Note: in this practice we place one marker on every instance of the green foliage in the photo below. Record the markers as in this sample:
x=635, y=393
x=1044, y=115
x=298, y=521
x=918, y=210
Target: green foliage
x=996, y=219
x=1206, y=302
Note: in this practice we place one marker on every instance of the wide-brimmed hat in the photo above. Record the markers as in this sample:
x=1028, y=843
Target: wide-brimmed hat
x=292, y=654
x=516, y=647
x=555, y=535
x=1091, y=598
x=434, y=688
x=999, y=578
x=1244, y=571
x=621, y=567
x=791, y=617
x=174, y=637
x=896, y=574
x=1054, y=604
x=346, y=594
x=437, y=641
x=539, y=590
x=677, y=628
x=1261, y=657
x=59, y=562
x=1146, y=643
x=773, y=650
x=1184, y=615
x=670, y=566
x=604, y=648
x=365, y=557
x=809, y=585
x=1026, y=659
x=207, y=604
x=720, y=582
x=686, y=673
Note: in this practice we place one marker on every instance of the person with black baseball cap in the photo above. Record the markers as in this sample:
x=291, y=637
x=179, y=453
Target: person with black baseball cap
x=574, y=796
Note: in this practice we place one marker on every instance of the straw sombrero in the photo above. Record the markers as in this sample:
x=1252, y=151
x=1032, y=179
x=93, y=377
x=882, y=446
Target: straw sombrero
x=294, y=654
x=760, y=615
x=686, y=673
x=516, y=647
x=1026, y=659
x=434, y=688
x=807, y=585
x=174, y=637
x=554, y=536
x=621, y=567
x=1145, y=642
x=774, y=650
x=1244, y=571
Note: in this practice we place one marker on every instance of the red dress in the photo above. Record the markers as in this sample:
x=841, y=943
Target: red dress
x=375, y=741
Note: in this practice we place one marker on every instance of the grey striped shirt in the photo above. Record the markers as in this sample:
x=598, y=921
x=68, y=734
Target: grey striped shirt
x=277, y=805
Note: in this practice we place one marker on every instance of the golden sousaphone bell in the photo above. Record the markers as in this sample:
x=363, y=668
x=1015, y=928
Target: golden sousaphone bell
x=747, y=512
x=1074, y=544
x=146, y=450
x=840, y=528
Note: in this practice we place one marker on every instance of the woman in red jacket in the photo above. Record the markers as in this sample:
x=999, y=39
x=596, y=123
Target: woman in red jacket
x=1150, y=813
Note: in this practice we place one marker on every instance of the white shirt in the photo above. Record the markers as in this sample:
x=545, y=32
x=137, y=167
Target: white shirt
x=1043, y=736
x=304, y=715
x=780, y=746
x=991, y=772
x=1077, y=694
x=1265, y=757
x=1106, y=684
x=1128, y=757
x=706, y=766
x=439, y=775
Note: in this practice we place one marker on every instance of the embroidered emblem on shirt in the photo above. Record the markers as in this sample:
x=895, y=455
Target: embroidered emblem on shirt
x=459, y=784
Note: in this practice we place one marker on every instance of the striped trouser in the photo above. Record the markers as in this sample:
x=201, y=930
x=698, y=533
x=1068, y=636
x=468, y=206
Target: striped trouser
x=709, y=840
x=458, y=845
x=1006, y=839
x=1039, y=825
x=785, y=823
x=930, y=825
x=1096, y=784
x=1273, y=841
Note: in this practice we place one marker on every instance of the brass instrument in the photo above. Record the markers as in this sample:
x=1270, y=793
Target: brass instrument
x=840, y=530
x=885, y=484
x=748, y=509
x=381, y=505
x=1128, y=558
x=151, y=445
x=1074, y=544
++++++++++++++++++++
_WHAT THIS TASK INVOLVES_.
All of the material must be given again, exactly as it appears above.

_WRITTEN REPLY_.
Note: in this practice we place one marker on every instance of the green foliage in the photo below. Record the markers as in this sample:
x=635, y=393
x=1044, y=115
x=298, y=521
x=918, y=210
Target: green foliage
x=996, y=219
x=1206, y=302
Note: in this practice we place one marker on every instance of the wide-brimmed hat in the photo above. Record the markers as in this sample:
x=1028, y=843
Target: wide-brimmed hat
x=292, y=654
x=516, y=647
x=555, y=535
x=1091, y=598
x=434, y=688
x=999, y=578
x=1244, y=571
x=621, y=567
x=791, y=617
x=174, y=637
x=896, y=574
x=1054, y=604
x=346, y=594
x=437, y=641
x=539, y=590
x=677, y=628
x=1261, y=657
x=59, y=562
x=1146, y=643
x=773, y=650
x=1184, y=615
x=670, y=566
x=604, y=648
x=365, y=557
x=809, y=585
x=1026, y=659
x=207, y=604
x=720, y=582
x=686, y=673
Note: in this practice we place one marker on every instance of the person with black baseball cap in the photo above. Record the markers as in this sample:
x=291, y=637
x=179, y=453
Target: person with black baseball cap
x=574, y=796
Note: in this practice we place one marker on every instance of the straw sombrero in the photo above. Record the markers as in this sample:
x=1252, y=151
x=1032, y=179
x=93, y=377
x=882, y=446
Target: straw sombrero
x=294, y=654
x=760, y=615
x=686, y=673
x=516, y=647
x=1026, y=659
x=434, y=688
x=807, y=585
x=174, y=637
x=554, y=536
x=621, y=567
x=1145, y=642
x=774, y=650
x=1244, y=571
Note: in this practice we place one marker on every instance of the red dress in the photo above. Record the markers as in this sample:
x=841, y=943
Target: red dress
x=375, y=741
Note: in this practice we place one marker on every instance of the grey striped shirt in the photo above. Record the markers as in this sample:
x=598, y=921
x=68, y=734
Target: grey striped shirt
x=277, y=805
Note: in this practice we place one marker on every instance of the golden sousaphone bell in the photo above. Record the markers as in this sample:
x=363, y=668
x=1015, y=928
Target: golden sousaphone bell
x=747, y=512
x=1074, y=544
x=146, y=450
x=840, y=528
Note: in this practice we place one marker on every instance of the woman in red jacket in the photo above. Record the markers as in this sample:
x=999, y=39
x=596, y=123
Target: woman in red jacket
x=1150, y=813
Note: in this practice we place one marker on every instance of the white shirt in the photo above. Record the markers as in this sample:
x=545, y=32
x=137, y=167
Target: white shirt
x=1043, y=736
x=304, y=715
x=780, y=746
x=991, y=772
x=1077, y=694
x=1265, y=757
x=1106, y=684
x=1128, y=757
x=706, y=766
x=439, y=775
Note: in this practice we place one marker on every instance of the embroidered emblem on shirt in the photo above. Record the markers as in this sample:
x=895, y=455
Target: embroidered emblem on shirt
x=459, y=784
Note: in this practice we place one marker on every instance of the striped trouser in the photo above. Record the markers as in this sample:
x=201, y=930
x=698, y=533
x=1068, y=636
x=468, y=206
Target: striped trouser
x=709, y=840
x=458, y=845
x=1006, y=839
x=1039, y=825
x=785, y=823
x=930, y=825
x=1096, y=784
x=1273, y=841
Note: in this practice we place one marker on every instance of the brass instrument in the photo above. Record the markers as in this sample:
x=1270, y=793
Target: brass instrument
x=840, y=530
x=885, y=484
x=748, y=509
x=381, y=505
x=1128, y=558
x=151, y=445
x=1074, y=544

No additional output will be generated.